The entries must be restated exactly as written.

DATASET EXTRACT: Begin

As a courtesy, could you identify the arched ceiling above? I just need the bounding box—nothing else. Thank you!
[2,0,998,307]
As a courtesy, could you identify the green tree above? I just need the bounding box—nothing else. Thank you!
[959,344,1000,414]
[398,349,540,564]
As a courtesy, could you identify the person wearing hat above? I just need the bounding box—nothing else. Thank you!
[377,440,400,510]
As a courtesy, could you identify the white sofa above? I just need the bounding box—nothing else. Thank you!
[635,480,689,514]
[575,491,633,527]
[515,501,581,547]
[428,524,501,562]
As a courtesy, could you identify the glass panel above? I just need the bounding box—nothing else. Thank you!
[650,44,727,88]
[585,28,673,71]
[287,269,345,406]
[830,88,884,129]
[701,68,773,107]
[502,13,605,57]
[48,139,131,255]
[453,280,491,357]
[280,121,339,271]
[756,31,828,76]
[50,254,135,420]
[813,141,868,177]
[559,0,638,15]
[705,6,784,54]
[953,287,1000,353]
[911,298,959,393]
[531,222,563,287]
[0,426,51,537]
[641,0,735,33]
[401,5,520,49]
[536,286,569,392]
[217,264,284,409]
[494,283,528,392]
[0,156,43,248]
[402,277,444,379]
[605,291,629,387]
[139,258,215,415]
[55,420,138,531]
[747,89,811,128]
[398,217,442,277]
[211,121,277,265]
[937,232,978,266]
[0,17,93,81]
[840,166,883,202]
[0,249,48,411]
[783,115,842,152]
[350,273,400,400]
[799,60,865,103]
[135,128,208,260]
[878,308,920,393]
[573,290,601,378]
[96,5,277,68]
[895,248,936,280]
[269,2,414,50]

DATASET EXTRACT: End

== RESPONSE TO THE EXERCISE ==
As a courtesy, could you identify the arched ceiling above? I just need the bounding box—nothing else. Thank you!
[2,0,998,307]
As a courtesy, could you identify the green tree above? I just need the bounding box—nothing else. Thank you!
[959,344,1000,414]
[398,349,540,564]
As a courtesy, could you identify the person wearing hat above? I just need the bounding box—nothing else. Thank you!
[377,440,400,510]
As a courtesy, could you identify the white sofa above? I just need the bounding box—nothing else. Thank you!
[635,480,689,514]
[575,491,633,527]
[515,501,581,547]
[428,524,501,562]
As a courtesy, could you identify the glass panel above? I just need the bounding box—nothing else. Thank you!
[650,44,727,88]
[585,28,673,71]
[287,269,345,406]
[830,88,884,129]
[701,68,773,107]
[502,13,605,57]
[48,139,131,255]
[453,280,491,357]
[280,121,339,271]
[756,31,828,76]
[50,254,135,420]
[813,141,868,177]
[559,0,638,15]
[705,6,784,54]
[953,287,1000,353]
[911,298,959,393]
[531,222,563,287]
[0,426,51,537]
[641,0,735,33]
[401,5,520,49]
[536,286,569,392]
[217,264,284,409]
[494,283,528,392]
[0,156,43,248]
[402,277,444,379]
[605,291,629,387]
[139,258,215,415]
[55,420,138,531]
[747,89,811,128]
[398,217,442,277]
[211,121,277,265]
[937,232,978,266]
[0,17,93,81]
[840,166,883,202]
[0,249,48,411]
[783,115,842,152]
[350,273,400,400]
[799,60,865,103]
[135,128,208,260]
[878,308,920,393]
[573,290,601,378]
[96,5,277,68]
[895,248,936,280]
[269,2,414,50]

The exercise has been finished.